• Aim:
Please rewrite all of the records below, including their requests, scaling every point coordinate in the answers by 2.6 and rounding each result to a whole number, with halves rounded up. Leave the pictures out of your reply.

↓↓↓

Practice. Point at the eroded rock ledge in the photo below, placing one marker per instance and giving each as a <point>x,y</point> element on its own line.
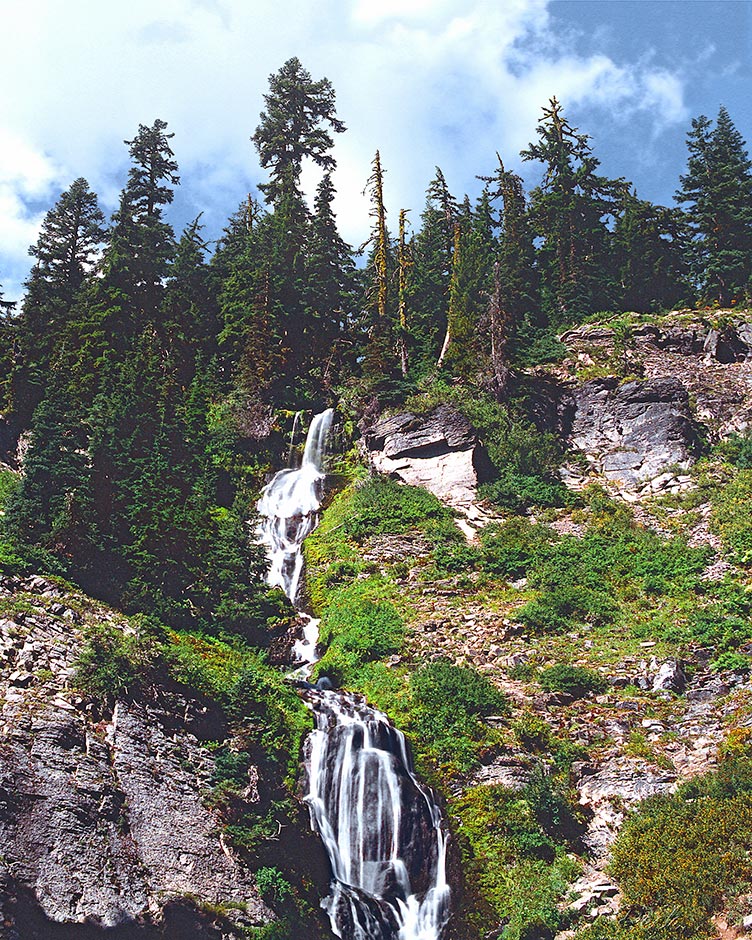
<point>439,451</point>
<point>103,819</point>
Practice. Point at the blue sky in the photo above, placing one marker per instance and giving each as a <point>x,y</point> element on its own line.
<point>428,82</point>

↑↑↑

• Answer for this exercise:
Practice. Point at the eroded rock ledge in the photo below, placing one marker per instance and giving each as a <point>x,y</point> element on its own line.
<point>1141,1173</point>
<point>268,2129</point>
Practice. Point at the blue sky in the photo above, placing one marker per instance and giving each as a <point>x,y</point> element on its own line.
<point>1113,213</point>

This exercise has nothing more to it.